* **Aim of the exercise**
Copy each line of the records that contains the word "wooden".
___ Input data
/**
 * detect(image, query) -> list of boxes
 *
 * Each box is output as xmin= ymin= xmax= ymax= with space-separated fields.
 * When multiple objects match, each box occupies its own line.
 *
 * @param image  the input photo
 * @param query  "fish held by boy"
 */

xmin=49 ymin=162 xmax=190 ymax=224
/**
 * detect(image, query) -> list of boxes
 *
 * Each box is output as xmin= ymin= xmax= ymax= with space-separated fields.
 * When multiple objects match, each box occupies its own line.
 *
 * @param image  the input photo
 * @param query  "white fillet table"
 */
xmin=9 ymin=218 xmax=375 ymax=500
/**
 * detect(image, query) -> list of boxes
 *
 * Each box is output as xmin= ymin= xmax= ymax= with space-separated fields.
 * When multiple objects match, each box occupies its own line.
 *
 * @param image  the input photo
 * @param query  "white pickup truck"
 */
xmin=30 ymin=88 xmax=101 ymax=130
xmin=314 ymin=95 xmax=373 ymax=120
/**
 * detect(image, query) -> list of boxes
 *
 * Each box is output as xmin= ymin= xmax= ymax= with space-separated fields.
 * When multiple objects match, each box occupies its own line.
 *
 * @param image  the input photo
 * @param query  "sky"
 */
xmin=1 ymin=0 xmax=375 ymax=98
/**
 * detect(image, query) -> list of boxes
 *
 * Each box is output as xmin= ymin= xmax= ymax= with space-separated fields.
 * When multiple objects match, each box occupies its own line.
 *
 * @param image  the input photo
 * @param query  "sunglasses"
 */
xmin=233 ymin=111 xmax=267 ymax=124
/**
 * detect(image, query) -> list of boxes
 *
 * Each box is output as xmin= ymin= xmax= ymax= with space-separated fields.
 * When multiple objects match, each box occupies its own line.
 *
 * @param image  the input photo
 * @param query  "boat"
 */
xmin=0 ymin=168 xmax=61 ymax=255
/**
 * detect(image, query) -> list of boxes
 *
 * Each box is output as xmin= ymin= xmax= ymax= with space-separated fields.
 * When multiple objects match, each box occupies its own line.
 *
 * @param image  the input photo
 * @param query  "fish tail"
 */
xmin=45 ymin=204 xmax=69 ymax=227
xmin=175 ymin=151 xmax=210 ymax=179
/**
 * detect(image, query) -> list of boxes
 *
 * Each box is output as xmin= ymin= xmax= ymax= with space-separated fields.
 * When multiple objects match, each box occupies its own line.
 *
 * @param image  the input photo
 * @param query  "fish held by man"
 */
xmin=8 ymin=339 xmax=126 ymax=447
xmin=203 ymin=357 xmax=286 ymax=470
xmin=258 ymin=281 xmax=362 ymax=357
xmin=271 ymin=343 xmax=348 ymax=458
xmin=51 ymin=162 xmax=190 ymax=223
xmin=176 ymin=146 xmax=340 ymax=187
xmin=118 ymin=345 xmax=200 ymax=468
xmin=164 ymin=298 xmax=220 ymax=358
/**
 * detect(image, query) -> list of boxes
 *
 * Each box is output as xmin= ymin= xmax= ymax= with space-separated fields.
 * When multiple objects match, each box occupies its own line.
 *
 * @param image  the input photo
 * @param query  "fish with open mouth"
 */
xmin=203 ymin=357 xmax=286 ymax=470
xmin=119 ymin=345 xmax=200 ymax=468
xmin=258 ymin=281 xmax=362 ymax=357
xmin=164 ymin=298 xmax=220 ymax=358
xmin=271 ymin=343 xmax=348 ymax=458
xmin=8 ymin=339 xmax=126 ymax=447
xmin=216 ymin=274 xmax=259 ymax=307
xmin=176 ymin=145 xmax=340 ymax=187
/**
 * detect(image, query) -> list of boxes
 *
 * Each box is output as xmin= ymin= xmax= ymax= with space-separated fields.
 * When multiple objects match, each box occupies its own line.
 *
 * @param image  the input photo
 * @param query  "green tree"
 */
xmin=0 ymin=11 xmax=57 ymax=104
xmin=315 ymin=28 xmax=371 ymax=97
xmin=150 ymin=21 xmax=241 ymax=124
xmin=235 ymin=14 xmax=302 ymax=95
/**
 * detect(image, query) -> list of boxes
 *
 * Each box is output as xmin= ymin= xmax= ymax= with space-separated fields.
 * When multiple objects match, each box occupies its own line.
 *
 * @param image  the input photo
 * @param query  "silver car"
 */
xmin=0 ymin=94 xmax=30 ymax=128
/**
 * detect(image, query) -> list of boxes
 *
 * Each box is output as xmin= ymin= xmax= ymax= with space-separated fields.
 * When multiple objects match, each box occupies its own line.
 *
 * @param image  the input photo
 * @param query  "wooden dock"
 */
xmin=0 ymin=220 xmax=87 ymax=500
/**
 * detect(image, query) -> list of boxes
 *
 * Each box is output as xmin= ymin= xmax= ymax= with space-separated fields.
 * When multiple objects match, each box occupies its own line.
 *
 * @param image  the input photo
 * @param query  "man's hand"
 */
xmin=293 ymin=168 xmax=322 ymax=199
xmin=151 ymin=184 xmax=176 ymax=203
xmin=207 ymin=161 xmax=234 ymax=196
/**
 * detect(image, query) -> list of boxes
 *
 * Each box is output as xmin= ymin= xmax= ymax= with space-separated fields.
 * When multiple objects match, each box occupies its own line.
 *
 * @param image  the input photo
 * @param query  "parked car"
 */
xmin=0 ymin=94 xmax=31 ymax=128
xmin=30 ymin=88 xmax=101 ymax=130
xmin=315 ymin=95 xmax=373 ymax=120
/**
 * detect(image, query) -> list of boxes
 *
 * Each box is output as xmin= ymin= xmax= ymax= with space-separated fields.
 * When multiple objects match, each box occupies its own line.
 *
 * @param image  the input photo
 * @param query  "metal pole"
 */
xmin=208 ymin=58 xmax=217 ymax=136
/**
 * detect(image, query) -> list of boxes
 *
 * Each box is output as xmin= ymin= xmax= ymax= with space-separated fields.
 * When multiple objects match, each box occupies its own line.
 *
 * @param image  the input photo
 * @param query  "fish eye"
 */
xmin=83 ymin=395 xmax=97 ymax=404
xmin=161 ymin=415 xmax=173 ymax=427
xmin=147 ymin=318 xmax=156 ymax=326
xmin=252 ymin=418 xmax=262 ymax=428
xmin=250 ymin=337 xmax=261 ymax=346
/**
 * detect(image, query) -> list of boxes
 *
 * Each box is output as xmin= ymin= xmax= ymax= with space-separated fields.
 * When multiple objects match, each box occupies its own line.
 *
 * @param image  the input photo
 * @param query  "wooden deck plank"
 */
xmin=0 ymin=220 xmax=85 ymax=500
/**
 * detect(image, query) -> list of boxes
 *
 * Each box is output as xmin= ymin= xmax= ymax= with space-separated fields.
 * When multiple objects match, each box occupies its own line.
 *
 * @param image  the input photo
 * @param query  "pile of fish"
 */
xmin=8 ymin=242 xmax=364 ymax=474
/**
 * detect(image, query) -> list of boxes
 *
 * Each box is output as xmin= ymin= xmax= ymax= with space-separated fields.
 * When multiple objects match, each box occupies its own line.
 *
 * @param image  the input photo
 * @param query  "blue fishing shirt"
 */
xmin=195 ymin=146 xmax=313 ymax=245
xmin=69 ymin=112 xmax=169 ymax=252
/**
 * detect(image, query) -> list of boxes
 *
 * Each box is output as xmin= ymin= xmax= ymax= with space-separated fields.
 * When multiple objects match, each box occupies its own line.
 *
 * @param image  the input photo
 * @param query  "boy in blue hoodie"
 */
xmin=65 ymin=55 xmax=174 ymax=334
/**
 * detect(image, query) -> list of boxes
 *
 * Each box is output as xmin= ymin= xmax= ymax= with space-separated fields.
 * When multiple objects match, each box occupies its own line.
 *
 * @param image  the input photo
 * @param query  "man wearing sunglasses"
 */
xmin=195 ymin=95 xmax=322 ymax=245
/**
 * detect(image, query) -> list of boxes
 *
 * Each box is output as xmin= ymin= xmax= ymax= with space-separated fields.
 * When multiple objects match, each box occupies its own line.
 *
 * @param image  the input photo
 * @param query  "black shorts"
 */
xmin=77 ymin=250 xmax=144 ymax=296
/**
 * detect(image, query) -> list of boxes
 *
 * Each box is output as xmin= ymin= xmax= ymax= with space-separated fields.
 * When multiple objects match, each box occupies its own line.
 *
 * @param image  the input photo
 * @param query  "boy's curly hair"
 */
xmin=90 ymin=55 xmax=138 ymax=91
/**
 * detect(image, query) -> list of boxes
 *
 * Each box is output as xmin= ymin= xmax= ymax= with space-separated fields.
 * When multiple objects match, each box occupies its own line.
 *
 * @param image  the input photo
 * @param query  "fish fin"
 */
______
* **Output for this exercise**
 * @param query  "wooden dock"
 * @param query  "wooden deck plank"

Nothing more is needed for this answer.